◆ Görev 1 ◆
Gülümseme yazısının "Gülümseyelim hem de" ifadesiyle başlayıp "yalın halidir çünkü..." ifadesine kadar süren bölümünü, "dağ" yerine "deniz" koyarak yeniden yazın.

Gülümseyelim hem de içten gülümseyelim. Çünkü gülen yüz, insan gönlüne açılan duru, temiz dağ havası güzelliğini içine alan güzel bir penceredir aslında. Mutluluk kapısının ilk anahtarıdır gülümseme becerisi. Yüzleri güldürerek gülmek en gerçek gülüştür ve mutluluğun en yalın halidir çünkü...

Neşeli bir ruh hali hem bizim hem de çevremizdekilerin gününü zenginleştirir ve güzelleştirir. Gülerek ve gülümseyerek etrafa saçtığımız neşenin ve pozitif enerjinin içinde saklı o kadar çok cevher vardır ki. Etrafımıza sevgiyle yaydığımız neşenin, gülümsemenin yarattığı mutluluğun kökleri başka insanların kalbine kadar uzanır ve sevgiyle mutlulukla beslenir. Oradan da başka kalplere doğru kök salar ve büyür. Hayatımıza iyi insanları ve güzel olayları çeker...

Yazıma küçük bir hikâye ile devam etmek istiyorum;

   “Küçük bir kız, hüzünlü bir yabancıya gülümsedi.

Bu gülümseme adamın kendini daha iyi hissetmesine sebep oldu. Bu hava içerisinde yakın bir geçmişte kendisine yardım eden bir dostuna teşekkür etmediğini hatırladı. Hemen bir not yazdı ve yolladı.

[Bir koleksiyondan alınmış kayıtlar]
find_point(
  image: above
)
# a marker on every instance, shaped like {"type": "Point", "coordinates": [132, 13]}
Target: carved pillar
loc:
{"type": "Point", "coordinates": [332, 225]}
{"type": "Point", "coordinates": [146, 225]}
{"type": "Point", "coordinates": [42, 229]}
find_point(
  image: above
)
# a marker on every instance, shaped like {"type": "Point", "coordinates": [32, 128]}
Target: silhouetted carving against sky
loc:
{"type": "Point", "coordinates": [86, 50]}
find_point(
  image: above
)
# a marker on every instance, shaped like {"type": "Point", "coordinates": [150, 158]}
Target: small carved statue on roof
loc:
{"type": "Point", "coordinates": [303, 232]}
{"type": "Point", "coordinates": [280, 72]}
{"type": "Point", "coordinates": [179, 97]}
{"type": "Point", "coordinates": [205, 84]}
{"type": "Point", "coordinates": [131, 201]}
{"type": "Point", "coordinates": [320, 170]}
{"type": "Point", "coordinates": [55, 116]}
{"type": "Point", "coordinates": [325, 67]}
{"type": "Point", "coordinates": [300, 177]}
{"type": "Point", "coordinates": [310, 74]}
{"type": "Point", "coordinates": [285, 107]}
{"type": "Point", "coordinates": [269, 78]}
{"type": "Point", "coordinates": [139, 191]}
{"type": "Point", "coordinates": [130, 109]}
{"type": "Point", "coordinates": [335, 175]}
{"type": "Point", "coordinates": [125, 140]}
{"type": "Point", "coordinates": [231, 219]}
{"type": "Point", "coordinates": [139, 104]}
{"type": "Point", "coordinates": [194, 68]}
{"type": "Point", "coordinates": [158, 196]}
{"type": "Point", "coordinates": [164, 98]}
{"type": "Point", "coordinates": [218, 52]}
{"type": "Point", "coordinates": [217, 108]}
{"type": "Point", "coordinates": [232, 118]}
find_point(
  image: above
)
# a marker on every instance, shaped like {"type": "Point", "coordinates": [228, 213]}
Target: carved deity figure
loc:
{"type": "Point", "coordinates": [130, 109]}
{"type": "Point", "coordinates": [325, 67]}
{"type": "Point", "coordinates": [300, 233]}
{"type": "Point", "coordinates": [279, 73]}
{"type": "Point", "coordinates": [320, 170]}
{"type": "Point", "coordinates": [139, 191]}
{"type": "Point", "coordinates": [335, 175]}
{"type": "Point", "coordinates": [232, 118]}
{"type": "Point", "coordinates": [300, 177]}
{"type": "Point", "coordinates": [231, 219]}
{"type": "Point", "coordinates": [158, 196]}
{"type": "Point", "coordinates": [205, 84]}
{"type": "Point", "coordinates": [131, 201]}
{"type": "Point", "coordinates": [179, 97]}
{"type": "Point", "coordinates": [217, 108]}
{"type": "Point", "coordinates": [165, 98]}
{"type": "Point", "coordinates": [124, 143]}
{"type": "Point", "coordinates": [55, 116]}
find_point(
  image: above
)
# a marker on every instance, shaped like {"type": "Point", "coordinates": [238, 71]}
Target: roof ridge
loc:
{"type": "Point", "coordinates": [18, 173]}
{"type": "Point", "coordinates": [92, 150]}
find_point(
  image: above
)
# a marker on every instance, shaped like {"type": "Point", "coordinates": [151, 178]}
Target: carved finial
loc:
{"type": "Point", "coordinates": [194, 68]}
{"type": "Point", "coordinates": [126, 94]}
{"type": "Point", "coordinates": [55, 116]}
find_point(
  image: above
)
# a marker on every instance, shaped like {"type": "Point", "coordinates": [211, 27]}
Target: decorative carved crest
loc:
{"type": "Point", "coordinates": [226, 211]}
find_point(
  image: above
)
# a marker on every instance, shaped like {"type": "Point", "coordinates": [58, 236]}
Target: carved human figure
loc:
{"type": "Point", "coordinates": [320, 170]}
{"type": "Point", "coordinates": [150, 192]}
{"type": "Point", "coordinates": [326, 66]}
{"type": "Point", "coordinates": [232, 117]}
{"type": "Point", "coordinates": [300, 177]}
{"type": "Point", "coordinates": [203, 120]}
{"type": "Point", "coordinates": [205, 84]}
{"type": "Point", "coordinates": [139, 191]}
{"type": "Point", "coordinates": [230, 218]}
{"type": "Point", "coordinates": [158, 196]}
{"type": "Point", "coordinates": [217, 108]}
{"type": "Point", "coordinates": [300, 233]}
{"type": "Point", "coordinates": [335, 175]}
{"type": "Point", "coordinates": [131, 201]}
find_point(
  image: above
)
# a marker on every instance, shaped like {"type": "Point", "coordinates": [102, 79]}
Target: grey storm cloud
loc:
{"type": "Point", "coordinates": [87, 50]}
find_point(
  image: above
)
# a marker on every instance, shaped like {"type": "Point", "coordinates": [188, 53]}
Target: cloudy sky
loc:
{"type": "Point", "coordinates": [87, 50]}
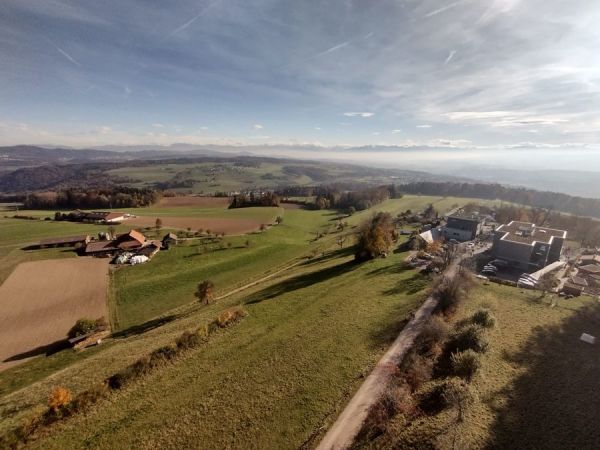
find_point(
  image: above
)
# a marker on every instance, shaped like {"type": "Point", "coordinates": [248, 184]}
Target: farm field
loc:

◆ Görev 2 ◆
Listede "figure" sözcüğünü içeren her satırı kopyalayın; büyük-küçük harf ayrımı gözetilmelidir.

◆ Beklenen çıktı 1 ◆
Gülümseyelim hem de içten gülümseyelim. Çünkü gülen yüz, insan gönlüne açılan duru, temiz deniz havası güzelliğini içine alan güzel bir penceredir aslında. Mutluluk kapısının ilk anahtarıdır gülümseme becerisi. Yüzleri güldürerek gülmek en gerçek gülüştür ve mutluluğun en yalın halidir çünkü...

◆ Beklenen çıktı 2 ◆
Target: carved deity figure
Target: carved human figure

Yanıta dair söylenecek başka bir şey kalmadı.